DATA FOR THIS TASK:
━━━━━━━━━━━━━━━━━━━━━━━━━━━━━━
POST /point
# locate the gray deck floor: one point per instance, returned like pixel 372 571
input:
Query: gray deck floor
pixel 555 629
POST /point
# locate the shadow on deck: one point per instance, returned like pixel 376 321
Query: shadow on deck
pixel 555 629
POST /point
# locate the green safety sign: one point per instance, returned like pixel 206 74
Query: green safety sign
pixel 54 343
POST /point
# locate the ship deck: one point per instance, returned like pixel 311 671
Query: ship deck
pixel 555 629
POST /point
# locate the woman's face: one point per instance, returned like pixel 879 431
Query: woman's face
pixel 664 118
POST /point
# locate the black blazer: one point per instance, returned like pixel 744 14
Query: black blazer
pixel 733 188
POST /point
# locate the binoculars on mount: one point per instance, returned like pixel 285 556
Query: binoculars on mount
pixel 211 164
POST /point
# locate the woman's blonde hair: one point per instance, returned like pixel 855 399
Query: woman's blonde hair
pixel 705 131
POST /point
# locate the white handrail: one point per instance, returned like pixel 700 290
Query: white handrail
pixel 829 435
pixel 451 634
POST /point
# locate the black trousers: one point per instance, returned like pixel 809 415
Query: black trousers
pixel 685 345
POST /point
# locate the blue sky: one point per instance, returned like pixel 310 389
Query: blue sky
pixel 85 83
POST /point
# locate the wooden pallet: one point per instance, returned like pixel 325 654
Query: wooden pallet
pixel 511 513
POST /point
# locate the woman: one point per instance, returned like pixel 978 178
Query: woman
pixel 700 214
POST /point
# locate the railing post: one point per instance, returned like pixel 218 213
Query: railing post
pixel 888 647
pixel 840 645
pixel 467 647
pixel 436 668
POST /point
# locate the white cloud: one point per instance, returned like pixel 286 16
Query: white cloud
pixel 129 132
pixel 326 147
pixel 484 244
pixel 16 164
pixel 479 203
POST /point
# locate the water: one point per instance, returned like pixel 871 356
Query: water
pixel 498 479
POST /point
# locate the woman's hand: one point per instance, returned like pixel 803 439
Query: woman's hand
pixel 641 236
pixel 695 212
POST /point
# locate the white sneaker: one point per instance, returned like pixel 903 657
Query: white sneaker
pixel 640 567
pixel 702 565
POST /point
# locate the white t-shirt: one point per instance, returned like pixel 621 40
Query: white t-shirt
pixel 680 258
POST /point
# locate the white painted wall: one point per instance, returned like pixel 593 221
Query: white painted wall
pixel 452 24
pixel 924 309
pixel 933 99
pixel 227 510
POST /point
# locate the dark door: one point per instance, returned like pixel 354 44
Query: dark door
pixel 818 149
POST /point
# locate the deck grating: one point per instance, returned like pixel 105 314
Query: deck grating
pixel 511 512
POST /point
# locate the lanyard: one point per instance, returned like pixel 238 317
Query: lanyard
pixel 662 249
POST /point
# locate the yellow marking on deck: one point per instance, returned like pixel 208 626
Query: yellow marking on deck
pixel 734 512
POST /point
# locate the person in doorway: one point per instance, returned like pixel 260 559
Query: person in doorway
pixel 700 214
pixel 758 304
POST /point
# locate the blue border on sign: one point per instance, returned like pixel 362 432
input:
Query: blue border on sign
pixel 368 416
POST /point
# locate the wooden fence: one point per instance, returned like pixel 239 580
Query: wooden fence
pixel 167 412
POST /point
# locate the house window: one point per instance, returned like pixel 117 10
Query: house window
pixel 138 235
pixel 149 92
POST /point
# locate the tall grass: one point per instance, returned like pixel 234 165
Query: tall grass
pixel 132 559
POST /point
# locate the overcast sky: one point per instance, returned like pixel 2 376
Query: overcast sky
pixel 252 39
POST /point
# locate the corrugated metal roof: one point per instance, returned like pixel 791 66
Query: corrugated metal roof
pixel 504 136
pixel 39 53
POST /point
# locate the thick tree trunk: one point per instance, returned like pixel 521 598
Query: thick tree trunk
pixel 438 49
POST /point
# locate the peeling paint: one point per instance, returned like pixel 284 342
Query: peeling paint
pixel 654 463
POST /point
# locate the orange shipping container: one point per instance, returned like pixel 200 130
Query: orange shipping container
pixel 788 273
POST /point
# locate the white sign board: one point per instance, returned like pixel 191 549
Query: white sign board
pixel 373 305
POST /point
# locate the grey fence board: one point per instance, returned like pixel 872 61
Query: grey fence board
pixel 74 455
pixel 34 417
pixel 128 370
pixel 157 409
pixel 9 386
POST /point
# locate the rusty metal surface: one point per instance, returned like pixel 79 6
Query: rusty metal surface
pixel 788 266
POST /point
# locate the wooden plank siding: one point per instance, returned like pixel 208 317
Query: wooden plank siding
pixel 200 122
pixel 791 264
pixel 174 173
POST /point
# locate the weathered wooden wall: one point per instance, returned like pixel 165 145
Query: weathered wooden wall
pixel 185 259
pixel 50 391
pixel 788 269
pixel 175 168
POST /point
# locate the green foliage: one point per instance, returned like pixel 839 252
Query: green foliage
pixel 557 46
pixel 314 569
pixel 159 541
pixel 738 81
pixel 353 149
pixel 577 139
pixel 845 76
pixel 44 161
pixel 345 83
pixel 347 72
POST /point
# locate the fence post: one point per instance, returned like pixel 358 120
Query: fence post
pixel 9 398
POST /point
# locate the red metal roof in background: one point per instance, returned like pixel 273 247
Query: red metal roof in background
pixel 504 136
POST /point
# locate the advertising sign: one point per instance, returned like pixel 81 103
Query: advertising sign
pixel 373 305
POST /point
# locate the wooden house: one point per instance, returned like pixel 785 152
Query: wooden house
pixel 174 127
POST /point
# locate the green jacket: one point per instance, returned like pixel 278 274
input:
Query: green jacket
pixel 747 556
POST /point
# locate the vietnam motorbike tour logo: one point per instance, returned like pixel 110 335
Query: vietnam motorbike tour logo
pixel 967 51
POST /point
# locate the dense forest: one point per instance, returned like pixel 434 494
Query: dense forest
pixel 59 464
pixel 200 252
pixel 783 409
━━━━━━━━━━━━━━━━━━━━━━━━━━━━━━
EXERCISE AIM:
Write out the material from the first line to the last, exactly.

SOLUTION TO THIS TASK:
POST /point
# locate the gray deck floor: one point per instance, returned like pixel 372 571
input:
Query: gray deck floor
pixel 555 629
POST /point
# locate the shadow on deck: one point per instance, returned like pixel 376 321
Query: shadow on deck
pixel 555 629
POST /point
# locate the green safety sign: one point per instance, returned like pixel 206 74
Query: green safety sign
pixel 54 343
POST /point
# locate the ship deck: one point per instance, returned like pixel 311 671
Query: ship deck
pixel 555 629
POST /point
# locate the woman's face: one point per instance, returned like pixel 879 431
Query: woman's face
pixel 664 118
POST /point
# locate the black blazer: one point per instance, returned like pixel 744 14
Query: black blazer
pixel 733 188
POST /point
# locate the binoculars on mount: one point per instance, returned like pixel 285 556
Query: binoculars on mount
pixel 211 164
POST /point
# locate the woman's blonde hair: one point per instance, returned like pixel 855 399
Query: woman's blonde hair
pixel 705 131
POST /point
# locate the white handrail: one point per instance, returned like pixel 700 290
Query: white handrail
pixel 829 435
pixel 451 634
POST /point
# locate the black trousers: one point per instance, returned like pixel 809 415
Query: black trousers
pixel 685 345
POST /point
# locate the blue sky: one point per instance, returned like pixel 310 389
Query: blue sky
pixel 85 83
POST /point
# locate the wooden pallet: one point per instance, returned like pixel 325 654
Query: wooden pallet
pixel 511 513
POST /point
# locate the woman: one point per instance, returned like pixel 978 178
Query: woman
pixel 700 214
POST /point
# locate the railing post: one point per instance, returned like pixel 218 213
Query: railing post
pixel 888 647
pixel 840 645
pixel 467 647
pixel 436 668
POST /point
# locate the white cloud: one point per instance, returned like pixel 286 16
Query: white cloud
pixel 129 132
pixel 326 147
pixel 484 244
pixel 16 164
pixel 479 203
POST /point
# locate the water: one point per instance, returned like pixel 871 356
Query: water
pixel 498 479
POST /point
# locate the woman's hand: one point per instance, returned like pixel 803 439
Query: woman's hand
pixel 641 236
pixel 695 212
POST /point
# locate the white sneaker: one point per instance, returned like pixel 903 657
Query: white sneaker
pixel 640 567
pixel 702 565
POST /point
# locate the white t-shirt: one point per instance, returned like pixel 621 40
Query: white t-shirt
pixel 680 258
POST /point
# locate the white painted wall: one point per instance, returned like pixel 593 221
Query: white painted wall
pixel 452 24
pixel 924 309
pixel 933 99
pixel 227 510
POST /point
# locate the dark door: one point per instance, returned like pixel 354 44
Query: dark door
pixel 818 149
POST /point
# locate the deck grating: one point per instance, returned like pixel 105 314
Query: deck grating
pixel 511 512
POST /point
# locate the lanyard: one point per instance, returned like pixel 238 317
Query: lanyard
pixel 662 249
POST /point
# locate the yellow marking on deck: one point per instance, returned like pixel 208 626
Query: yellow marking on deck
pixel 734 512
POST /point
# locate the person in doorway: one point per instance, returned like pixel 260 559
Query: person in doorway
pixel 700 214
pixel 758 304
POST /point
# locate the blue border on sign: one point per instance, returned like pixel 362 432
input:
Query: blue border on sign
pixel 368 416
POST /point
# locate the wooden fence: one point per instance, returned like pixel 239 580
Query: wooden fence
pixel 167 412
POST /point
# locate the house window: one point per instance, returned like pixel 117 10
Query: house window
pixel 138 235
pixel 149 92
POST /point
# locate the tall grass: one point per instance, returned like pixel 234 165
Query: tall grass
pixel 132 559
POST /point
# locate the overcast sky: one point per instance, returned like pixel 2 376
Query: overcast sky
pixel 252 39
POST /point
# locate the corrugated metal roof: one point per instance, returned like pixel 791 66
Query: corrugated metal roof
pixel 504 136
pixel 39 53
POST /point
# locate the thick tree trunk: one point per instance, returned like pixel 521 598
Query: thick tree trunk
pixel 438 49
POST /point
# locate the peeling paint: one point per instance, returned like pixel 284 342
Query: peeling paint
pixel 654 463
POST /point
# locate the orange shipping container: one point per instance, returned like pixel 200 130
Query: orange shipping container
pixel 788 273
POST /point
# locate the white sign board: one point per instance, returned like pixel 191 549
Query: white sign board
pixel 373 305
POST /point
# locate the grey fence board: one point per instance, returned like pixel 872 61
Query: grey fence board
pixel 74 455
pixel 34 417
pixel 128 370
pixel 157 409
pixel 9 386
POST /point
# locate the rusty metal surface: one point per instance, returned like pixel 79 6
Query: rusty metal surface
pixel 788 266
POST /point
# locate the wooden plank siding: one point per instance, returned like pixel 208 317
Query: wooden plank siding
pixel 200 122
pixel 791 264
pixel 174 173
POST /point
# locate the weathered wooden wall: one point per instance, returned like pixel 165 145
Query: weathered wooden wall
pixel 185 259
pixel 50 391
pixel 788 269
pixel 175 168
POST /point
# locate the green foliage: one point per instance, returned like pixel 839 252
Query: green foliage
pixel 557 46
pixel 314 569
pixel 159 541
pixel 738 81
pixel 353 149
pixel 577 139
pixel 845 76
pixel 44 161
pixel 345 83
pixel 347 72
POST /point
# locate the fence post: one point per instance, returned like pixel 358 120
Query: fence post
pixel 9 398
POST /point
# locate the red metal roof in background: one point per instance, returned like pixel 273 247
Query: red metal roof in background
pixel 504 136
POST /point
# locate the advertising sign: one point per instance, returned like pixel 81 103
Query: advertising sign
pixel 373 305
POST /point
# locate the wooden house: one point per instance, returned like pixel 785 152
Query: wooden house
pixel 174 127
POST /point
# locate the green jacket: one point per instance, returned like pixel 278 274
input:
Query: green jacket
pixel 747 556
POST /point
# locate the vietnam motorbike tour logo: one point per instance, returned like pixel 110 335
Query: vietnam motorbike tour logo
pixel 967 51
POST /point
# locate the dense forest: one point per instance, returned like pixel 434 494
Query: dense forest
pixel 59 464
pixel 200 252
pixel 783 409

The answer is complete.